- _Short task_
Repeat the records below word for word, but start at the line that contains "Each instance receives a single keypoint. Tag the purple", stop after the last line, and include nothing else.

- _Record extracts_
================================

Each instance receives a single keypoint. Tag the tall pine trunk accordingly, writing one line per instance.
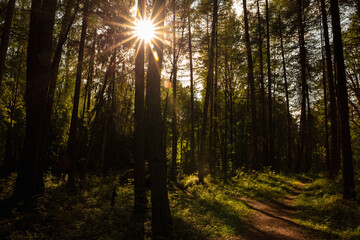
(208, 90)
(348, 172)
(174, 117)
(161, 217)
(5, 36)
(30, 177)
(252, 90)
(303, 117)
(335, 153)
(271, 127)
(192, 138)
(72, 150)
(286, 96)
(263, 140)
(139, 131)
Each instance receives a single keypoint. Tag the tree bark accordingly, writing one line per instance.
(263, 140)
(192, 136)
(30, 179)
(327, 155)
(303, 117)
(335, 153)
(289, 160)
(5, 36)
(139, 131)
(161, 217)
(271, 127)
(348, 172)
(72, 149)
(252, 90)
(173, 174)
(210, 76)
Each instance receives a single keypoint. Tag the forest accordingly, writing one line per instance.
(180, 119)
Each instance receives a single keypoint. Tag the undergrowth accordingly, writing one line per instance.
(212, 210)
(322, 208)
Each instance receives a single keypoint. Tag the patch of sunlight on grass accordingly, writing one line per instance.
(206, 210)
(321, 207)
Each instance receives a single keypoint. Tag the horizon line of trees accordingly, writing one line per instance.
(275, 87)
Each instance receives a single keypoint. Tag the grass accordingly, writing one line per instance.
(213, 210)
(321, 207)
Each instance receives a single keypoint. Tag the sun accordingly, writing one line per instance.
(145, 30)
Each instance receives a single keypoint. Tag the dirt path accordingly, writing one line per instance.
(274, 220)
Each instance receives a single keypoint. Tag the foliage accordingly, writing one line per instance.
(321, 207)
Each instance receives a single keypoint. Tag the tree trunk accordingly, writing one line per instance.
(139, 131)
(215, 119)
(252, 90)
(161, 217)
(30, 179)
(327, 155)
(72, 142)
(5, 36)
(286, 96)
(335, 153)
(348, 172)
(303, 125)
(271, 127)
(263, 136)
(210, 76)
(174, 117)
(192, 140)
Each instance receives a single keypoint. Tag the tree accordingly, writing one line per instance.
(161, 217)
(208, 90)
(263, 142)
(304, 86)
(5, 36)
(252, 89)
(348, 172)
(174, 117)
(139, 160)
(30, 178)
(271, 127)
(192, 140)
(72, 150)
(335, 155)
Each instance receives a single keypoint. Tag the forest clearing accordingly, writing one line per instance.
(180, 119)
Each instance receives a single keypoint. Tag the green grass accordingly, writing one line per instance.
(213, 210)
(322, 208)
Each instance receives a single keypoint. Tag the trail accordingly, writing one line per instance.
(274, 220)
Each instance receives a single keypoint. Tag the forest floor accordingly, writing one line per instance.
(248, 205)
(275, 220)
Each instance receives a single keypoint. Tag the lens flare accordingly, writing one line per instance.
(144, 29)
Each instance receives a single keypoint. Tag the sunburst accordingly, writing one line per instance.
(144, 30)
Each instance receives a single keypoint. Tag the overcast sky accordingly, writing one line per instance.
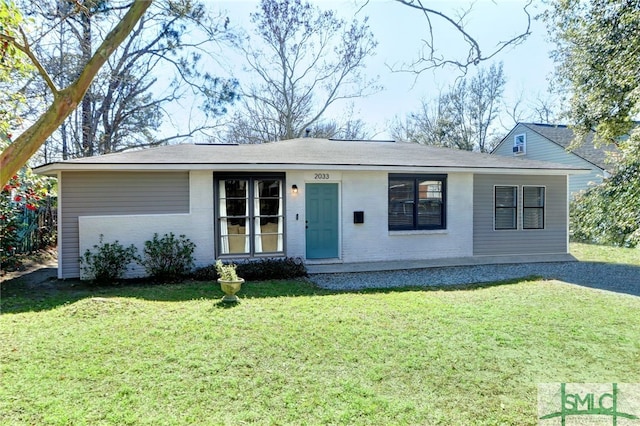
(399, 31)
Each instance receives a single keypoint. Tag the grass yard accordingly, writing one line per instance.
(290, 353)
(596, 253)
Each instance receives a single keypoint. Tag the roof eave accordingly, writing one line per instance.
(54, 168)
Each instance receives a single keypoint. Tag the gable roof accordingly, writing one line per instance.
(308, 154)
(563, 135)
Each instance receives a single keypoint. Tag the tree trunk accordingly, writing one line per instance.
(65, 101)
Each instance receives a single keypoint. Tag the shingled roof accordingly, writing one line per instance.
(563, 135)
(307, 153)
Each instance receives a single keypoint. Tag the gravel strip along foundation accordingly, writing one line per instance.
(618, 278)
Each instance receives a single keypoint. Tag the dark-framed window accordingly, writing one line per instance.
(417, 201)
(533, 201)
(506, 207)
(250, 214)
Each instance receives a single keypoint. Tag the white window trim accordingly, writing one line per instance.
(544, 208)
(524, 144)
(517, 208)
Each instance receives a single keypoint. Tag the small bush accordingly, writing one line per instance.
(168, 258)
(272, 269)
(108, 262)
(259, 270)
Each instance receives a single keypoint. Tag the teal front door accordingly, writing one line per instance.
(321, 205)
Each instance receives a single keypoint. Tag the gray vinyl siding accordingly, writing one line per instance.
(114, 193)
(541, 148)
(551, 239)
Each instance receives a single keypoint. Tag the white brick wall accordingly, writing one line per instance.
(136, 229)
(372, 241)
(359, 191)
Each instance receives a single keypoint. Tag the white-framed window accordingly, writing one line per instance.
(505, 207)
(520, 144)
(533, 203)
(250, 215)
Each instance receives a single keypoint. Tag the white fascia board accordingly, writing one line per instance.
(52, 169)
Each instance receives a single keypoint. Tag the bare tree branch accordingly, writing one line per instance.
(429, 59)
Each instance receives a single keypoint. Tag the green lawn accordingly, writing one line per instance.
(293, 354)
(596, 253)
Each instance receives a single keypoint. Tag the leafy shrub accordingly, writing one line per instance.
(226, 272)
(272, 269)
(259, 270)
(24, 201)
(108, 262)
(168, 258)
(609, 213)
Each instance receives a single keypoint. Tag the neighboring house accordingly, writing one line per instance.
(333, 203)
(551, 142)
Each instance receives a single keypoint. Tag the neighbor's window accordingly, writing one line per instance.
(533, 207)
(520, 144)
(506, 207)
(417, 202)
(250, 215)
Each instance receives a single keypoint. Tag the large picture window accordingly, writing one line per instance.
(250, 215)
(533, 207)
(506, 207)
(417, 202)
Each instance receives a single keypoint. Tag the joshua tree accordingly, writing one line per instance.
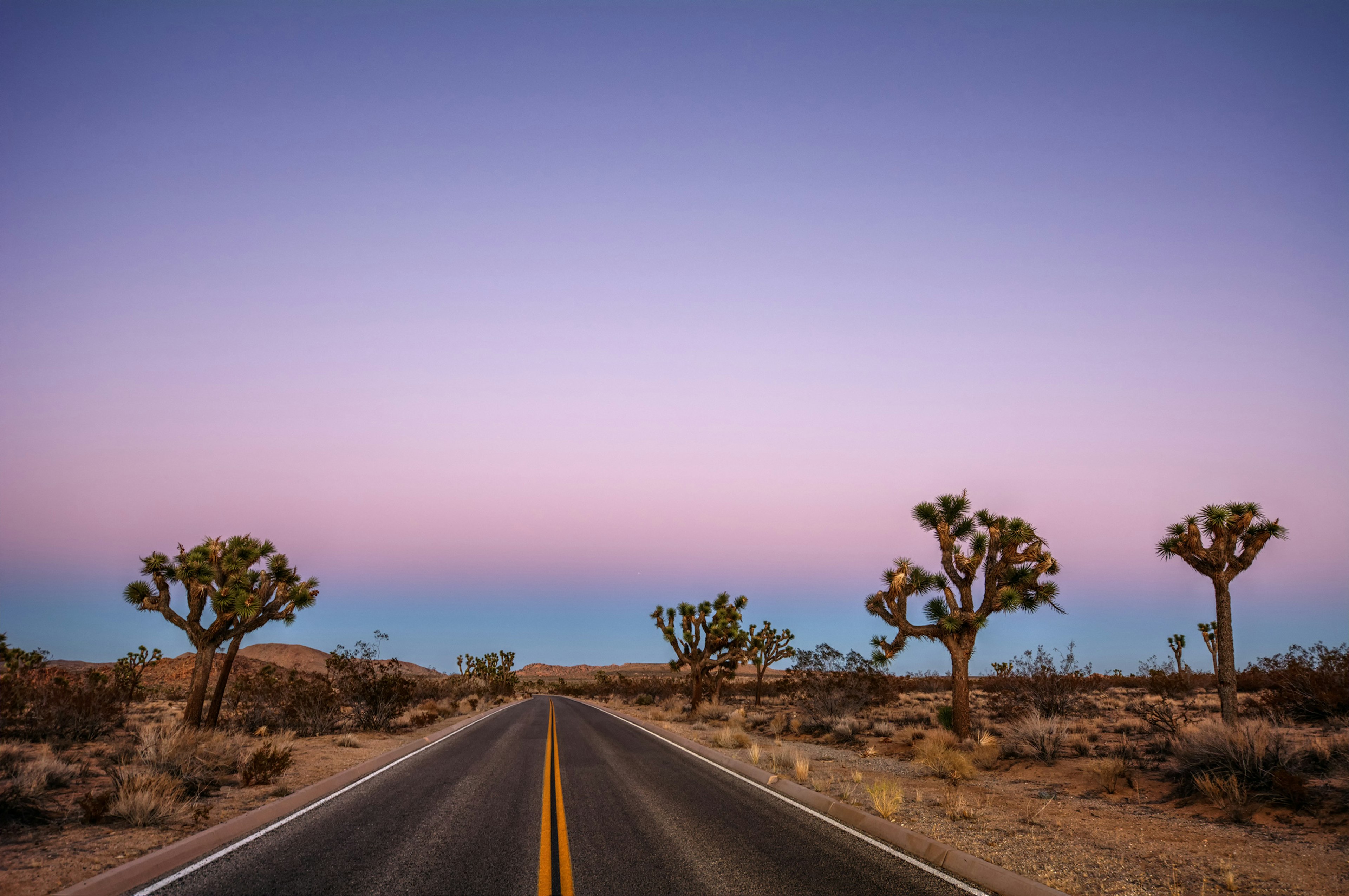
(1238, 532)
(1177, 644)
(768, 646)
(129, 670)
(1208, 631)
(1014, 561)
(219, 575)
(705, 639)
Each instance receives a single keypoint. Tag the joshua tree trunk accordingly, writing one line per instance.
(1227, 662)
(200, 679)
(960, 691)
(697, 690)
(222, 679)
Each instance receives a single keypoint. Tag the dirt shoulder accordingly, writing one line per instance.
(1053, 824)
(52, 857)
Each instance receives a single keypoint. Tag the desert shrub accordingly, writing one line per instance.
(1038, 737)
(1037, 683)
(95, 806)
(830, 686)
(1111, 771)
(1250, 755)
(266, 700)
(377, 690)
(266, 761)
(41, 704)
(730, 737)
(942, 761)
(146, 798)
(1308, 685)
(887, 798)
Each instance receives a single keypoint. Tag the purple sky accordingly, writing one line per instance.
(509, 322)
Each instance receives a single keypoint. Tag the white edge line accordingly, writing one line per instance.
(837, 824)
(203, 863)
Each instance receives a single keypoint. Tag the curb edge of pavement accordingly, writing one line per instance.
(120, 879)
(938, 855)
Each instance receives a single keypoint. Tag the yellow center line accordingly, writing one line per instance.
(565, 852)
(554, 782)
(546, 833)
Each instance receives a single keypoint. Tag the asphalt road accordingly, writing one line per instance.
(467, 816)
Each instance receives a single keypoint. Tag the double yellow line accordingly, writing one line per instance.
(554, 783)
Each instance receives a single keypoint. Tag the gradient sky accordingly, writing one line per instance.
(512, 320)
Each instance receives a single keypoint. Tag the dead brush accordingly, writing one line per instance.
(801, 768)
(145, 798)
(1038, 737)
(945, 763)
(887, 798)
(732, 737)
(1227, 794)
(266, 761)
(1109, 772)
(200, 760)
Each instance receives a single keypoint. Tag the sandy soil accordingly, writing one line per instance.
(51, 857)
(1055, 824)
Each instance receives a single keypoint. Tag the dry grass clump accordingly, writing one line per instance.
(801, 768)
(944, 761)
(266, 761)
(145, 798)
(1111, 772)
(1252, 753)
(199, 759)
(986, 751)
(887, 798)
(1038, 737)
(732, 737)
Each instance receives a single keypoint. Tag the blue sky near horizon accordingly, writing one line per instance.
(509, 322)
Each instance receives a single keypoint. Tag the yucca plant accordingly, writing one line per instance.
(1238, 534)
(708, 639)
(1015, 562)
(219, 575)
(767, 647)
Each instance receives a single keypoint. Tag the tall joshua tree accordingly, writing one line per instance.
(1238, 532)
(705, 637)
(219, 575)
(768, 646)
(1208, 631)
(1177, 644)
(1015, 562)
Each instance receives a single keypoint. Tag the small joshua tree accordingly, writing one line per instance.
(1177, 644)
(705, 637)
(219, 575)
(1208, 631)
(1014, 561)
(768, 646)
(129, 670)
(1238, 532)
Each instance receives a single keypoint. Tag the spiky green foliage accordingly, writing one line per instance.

================================

- _Complete output_
Each instance receives a single keypoint. Tag the purple sky accordingly, writing one line per instance.
(509, 322)
Each instance receives a single keypoint. Tag the white edge line accordingly, writing one line per instance.
(837, 824)
(203, 863)
Each instance receives a single keypoint. Tag the curb edge of pavement accordingly, writing one line per instance.
(120, 879)
(938, 855)
Each instance receives a single keypoint. Tag the yellow center line accordingly, writing one line per instance.
(565, 852)
(554, 782)
(546, 833)
Each instance receives a single keypoint. Tag the asphalt road accordingly, writing one line per instance.
(467, 816)
Each instance receives a single keypoint. Tag the double yellow line accordingly, writing one line per instance.
(554, 783)
Each instance receives a single keypoint. Tag the gradient sky accordingly, writing one line per instance.
(512, 320)
Each instance receives a single keypoint. Tag the dead brush accordingly, writing one line per instance.
(801, 768)
(145, 798)
(1038, 737)
(945, 763)
(887, 798)
(732, 737)
(1227, 794)
(266, 761)
(1109, 772)
(200, 760)
Each instance receives a single keypoint. Tag the sandy soil accordingly, writing one line per instance.
(51, 857)
(1055, 824)
Each instance receives a single keypoint. Tag the dry grass clump accordingly, writing one line per instance.
(801, 768)
(944, 761)
(266, 761)
(145, 798)
(1111, 772)
(1252, 753)
(199, 759)
(986, 751)
(887, 798)
(1038, 737)
(732, 737)
Each instance receives a single keypoint. Tag the blue sky near horizon accordingly, writing one line per instance.
(509, 322)
Each instance receives a single keypoint. Tag the yucca plant accordingly, writing one line per instance.
(1238, 534)
(708, 639)
(1015, 562)
(219, 575)
(767, 647)
Each instance receives a single keypoint. Tag the tall joshua tree accordingly, writing one line per instance.
(1238, 532)
(705, 637)
(219, 575)
(768, 646)
(1208, 631)
(1177, 644)
(1015, 562)
Each instance receives a single keypoint. Tag the small joshua tree accordingly, writing one line per instance.
(1177, 644)
(705, 637)
(219, 575)
(1208, 631)
(1014, 561)
(768, 646)
(129, 670)
(1238, 532)
Each instance receives a single keypoint. Tag the spiky green foliage accordingly, writing one line per instance.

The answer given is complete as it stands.